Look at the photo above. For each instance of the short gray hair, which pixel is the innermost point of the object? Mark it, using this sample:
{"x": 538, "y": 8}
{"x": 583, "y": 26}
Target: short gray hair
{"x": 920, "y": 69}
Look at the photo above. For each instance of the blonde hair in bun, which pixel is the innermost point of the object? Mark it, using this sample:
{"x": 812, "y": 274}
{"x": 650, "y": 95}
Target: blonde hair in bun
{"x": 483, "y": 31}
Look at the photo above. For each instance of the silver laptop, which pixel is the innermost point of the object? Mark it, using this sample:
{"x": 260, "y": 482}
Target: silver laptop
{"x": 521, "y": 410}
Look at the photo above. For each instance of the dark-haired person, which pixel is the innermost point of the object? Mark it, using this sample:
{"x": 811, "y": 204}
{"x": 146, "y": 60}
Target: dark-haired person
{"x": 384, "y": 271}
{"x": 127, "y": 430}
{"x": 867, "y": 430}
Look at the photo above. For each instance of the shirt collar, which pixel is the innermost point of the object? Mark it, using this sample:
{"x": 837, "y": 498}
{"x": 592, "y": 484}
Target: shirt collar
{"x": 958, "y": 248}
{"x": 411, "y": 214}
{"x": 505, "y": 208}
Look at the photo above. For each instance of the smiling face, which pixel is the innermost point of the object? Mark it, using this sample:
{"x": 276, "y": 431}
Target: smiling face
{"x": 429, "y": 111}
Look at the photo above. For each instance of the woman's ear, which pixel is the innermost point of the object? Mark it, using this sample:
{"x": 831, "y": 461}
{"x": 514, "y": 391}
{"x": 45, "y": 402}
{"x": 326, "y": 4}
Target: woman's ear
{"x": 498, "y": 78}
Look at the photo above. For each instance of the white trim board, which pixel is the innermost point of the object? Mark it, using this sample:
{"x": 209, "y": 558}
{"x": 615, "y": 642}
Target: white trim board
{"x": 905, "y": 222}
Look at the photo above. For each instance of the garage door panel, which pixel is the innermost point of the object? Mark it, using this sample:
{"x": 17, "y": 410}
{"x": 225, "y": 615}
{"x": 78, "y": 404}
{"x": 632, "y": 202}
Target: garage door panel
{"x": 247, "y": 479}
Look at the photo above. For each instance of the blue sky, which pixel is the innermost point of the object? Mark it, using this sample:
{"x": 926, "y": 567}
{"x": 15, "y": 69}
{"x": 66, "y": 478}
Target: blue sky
+ + + + +
Aim of the task: Wherever the word "blue" turns up in the records above, copy the line that holds it.

Exercise answer:
Look at the photo above. For each instance of the blue sky, which pixel is the innermost point of the object? Mark it, using this sample:
Target: blue sky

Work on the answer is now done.